How many of the lines below hold "with"? Only the number, please.

◇ ◇ ◇ ◇

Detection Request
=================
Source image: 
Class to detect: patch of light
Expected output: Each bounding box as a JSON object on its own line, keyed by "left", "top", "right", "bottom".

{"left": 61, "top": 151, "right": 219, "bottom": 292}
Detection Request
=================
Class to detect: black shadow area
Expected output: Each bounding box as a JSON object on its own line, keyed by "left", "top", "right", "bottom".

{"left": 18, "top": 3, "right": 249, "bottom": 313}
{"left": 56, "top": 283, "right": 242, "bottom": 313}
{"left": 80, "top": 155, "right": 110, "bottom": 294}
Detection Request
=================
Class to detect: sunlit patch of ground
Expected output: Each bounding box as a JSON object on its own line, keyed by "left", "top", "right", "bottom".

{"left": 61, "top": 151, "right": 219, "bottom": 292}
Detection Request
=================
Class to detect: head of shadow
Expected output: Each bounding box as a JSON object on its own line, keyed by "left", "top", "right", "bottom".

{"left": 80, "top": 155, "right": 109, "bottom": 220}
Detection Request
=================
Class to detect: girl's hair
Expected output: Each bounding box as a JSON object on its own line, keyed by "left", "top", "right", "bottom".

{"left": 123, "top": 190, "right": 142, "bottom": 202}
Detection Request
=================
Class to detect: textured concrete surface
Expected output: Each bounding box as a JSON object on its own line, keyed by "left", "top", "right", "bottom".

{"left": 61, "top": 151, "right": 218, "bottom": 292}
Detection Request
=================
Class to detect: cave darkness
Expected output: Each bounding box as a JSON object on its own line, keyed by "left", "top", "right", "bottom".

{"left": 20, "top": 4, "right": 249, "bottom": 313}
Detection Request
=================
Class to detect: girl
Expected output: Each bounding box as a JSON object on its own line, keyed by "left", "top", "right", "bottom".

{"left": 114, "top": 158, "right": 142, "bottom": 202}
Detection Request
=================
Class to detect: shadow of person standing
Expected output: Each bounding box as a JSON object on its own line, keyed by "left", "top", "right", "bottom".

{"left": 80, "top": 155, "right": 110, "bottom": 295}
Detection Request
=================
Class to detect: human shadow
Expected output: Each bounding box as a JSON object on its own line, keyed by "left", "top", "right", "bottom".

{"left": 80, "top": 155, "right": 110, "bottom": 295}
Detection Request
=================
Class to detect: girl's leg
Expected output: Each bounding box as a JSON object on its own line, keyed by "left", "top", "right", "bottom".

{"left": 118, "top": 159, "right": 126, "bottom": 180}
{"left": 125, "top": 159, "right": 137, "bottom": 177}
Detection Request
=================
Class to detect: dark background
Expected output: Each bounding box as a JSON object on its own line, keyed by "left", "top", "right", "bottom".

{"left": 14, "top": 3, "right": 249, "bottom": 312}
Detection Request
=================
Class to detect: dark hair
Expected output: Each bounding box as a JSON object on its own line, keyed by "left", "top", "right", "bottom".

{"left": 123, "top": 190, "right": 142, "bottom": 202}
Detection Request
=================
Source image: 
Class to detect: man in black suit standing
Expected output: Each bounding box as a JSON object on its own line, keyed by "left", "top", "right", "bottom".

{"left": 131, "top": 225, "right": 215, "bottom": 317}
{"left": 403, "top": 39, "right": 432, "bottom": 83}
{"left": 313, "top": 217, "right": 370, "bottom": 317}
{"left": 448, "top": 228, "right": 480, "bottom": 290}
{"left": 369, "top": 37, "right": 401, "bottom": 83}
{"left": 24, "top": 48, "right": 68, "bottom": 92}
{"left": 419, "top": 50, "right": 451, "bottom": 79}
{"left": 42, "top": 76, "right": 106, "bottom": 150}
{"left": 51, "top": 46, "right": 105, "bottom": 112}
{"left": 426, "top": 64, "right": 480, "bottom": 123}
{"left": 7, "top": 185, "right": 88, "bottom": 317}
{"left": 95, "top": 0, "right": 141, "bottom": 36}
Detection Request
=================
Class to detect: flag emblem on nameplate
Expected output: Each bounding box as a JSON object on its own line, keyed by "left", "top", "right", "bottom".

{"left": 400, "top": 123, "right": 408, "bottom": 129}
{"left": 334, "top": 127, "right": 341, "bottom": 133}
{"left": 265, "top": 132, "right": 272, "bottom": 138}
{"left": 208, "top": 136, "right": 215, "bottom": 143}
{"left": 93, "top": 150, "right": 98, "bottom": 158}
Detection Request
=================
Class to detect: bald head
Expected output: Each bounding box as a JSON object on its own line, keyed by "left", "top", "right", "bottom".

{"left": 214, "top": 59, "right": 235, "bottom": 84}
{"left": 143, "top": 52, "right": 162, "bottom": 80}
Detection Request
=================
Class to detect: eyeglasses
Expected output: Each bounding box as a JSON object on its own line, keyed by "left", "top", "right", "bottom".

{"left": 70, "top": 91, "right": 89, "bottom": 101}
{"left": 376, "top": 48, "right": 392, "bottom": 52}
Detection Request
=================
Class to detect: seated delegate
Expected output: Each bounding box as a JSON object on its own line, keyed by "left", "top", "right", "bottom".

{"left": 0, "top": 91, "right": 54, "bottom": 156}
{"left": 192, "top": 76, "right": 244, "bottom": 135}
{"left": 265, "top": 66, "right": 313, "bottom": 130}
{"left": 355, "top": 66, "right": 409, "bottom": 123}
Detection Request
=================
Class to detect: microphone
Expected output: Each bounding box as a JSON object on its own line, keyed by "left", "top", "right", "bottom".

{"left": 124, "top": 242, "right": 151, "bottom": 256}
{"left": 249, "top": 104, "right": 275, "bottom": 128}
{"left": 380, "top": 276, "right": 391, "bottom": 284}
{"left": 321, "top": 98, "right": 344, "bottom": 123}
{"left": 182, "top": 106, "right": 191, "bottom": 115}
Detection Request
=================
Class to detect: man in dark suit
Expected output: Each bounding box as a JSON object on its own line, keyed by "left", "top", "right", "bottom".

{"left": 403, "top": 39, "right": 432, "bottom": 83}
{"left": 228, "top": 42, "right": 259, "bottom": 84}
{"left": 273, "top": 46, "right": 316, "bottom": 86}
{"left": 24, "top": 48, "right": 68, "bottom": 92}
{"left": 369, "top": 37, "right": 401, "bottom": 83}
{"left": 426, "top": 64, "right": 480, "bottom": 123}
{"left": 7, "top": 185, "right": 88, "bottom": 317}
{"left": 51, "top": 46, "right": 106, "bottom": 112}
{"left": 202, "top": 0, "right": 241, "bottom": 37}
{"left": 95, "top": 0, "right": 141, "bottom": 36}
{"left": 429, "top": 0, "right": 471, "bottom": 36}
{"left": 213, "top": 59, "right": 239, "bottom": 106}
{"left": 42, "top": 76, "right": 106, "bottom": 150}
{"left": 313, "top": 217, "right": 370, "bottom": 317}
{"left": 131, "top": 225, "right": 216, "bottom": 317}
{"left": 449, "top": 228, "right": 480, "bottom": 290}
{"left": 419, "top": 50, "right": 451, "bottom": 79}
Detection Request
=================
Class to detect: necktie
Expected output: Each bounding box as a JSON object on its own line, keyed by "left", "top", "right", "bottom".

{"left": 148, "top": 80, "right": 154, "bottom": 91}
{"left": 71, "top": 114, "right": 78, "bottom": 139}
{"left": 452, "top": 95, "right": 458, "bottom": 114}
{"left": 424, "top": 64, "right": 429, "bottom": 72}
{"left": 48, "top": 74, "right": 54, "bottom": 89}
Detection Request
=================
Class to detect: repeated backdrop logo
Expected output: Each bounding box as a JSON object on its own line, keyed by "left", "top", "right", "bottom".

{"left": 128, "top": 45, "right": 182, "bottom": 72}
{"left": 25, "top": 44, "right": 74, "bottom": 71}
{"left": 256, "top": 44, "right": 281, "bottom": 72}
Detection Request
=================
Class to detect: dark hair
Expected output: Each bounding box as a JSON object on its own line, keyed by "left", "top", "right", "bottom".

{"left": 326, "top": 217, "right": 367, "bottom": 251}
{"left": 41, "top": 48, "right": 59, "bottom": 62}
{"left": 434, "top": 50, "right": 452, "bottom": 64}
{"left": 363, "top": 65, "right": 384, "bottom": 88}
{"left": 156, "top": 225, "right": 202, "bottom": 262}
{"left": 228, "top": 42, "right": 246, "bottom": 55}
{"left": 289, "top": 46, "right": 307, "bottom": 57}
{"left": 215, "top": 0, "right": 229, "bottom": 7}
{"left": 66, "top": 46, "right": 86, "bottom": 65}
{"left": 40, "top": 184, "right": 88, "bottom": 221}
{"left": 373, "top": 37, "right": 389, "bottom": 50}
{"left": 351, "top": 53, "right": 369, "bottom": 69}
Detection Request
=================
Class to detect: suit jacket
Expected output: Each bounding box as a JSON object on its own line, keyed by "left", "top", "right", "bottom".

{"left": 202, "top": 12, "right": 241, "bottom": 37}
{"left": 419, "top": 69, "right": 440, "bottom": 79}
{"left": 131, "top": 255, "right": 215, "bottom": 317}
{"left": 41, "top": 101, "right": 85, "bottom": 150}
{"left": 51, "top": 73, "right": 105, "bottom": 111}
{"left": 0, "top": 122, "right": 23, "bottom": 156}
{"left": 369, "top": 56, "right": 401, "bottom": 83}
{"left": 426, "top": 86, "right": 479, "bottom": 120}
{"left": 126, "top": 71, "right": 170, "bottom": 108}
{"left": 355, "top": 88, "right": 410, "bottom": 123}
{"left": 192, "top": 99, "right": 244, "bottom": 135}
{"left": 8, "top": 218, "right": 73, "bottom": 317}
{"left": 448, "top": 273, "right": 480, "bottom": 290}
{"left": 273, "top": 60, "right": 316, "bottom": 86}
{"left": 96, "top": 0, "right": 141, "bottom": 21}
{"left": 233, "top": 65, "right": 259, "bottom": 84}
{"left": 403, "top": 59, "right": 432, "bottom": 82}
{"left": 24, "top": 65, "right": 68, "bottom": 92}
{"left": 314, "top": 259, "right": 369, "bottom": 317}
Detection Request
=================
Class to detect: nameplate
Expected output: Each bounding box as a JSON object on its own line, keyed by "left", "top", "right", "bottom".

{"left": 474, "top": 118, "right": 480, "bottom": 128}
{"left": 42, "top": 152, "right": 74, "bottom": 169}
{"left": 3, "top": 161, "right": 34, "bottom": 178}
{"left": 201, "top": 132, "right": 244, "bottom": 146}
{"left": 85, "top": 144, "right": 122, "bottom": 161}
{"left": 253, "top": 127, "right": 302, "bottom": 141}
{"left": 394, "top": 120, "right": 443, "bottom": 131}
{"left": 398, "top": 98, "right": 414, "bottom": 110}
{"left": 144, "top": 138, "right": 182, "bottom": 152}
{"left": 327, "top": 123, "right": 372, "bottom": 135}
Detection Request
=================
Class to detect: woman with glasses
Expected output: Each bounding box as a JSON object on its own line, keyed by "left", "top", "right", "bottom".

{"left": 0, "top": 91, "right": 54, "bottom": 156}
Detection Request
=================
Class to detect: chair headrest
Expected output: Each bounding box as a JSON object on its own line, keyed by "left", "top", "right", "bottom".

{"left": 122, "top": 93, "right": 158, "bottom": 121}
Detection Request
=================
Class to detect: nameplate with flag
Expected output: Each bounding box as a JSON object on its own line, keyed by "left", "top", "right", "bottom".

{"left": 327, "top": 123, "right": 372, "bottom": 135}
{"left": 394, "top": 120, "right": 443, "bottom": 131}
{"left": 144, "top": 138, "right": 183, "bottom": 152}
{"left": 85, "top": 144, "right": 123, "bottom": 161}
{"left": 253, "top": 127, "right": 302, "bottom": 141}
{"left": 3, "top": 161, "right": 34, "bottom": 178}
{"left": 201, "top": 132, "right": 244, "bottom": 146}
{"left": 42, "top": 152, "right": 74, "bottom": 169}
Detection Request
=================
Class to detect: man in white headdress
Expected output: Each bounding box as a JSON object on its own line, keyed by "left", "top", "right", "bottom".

◇ ◇ ◇ ◇

SOLUTION FOR THIS PROBLEM
2